Fisherman Catches Enormous 100-Year-Old Lobster His Ancestors May Have Met

A Maine fisherman caught a 100-year-old lobster that probably met his ancestors, footage shows.

The footage, originally posted to TikTok, shows fisherman Jacob Knowles holding the gigantic lobster up to the camera. Knowles posts videos to TikTok of his life as a lobster fisherman in Maine. This one was viewed on the platform 1.7 million times.

"This is quite possibly the biggest lobster we've ever caught," Knowles says in the video. "The only reason we were able to catch it was because of his small claws. At some point in his life he lost his claws and he grew back some new ones. So unfortunately his claws don't match his body but if you look at his body, it's very impressive."

Big lobster
A photo shows fisherman Jacob Knowles holding up the huge lobster. He threw it back into the ocean after giving it a snack. Jacob Knowles via Storyful

The fisherman then holds the lobster up to the camera, displaying its huge size.
Knowles is a fourth generation fisherman and said it is quite possible the 100-year-old lobster would have been caught by his family, who lead lives as fishermen before him.

"This lobster has got to be around 100 years's pretty crazy to think about it. My father has very likely caught this lobster at one point in his life, so has my grandfather, and possibly my great-grandfather has also caught it. If you want to get crazy, it's possible that my great-great-grandfather caught that lobster when he was a baby," Knowles says in the video. "They've all fished in the same area for years."

According to Knowles, this is possible because these lobsters "migrate through the same area year after year."

As the lobster was so large, it was not legal to catch. In Maine, lobsters this size are protected for breeding purposes to ensure the population continues to thrive. Knowles says that the lobster would have been over-sized by the time it was 50, around half a century ago.

__TASK OBJECTIVE__
Answer these questions about the lobster article:
(a) How many times was the video viewed on TikTok?
(b) According to Knowles, what made it possible to catch the lobster?
(c) In Maine, for what purpose are lobsters this size protected?
The lines after this point are separate material from the lobster article.

__DATASET CONTENT__

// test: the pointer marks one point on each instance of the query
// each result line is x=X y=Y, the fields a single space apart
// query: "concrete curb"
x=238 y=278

__TASK SOLUTION__
(a) 1.7 million times.
(b) Its small claws.
(c) For breeding purposes, so that the population continues to thrive.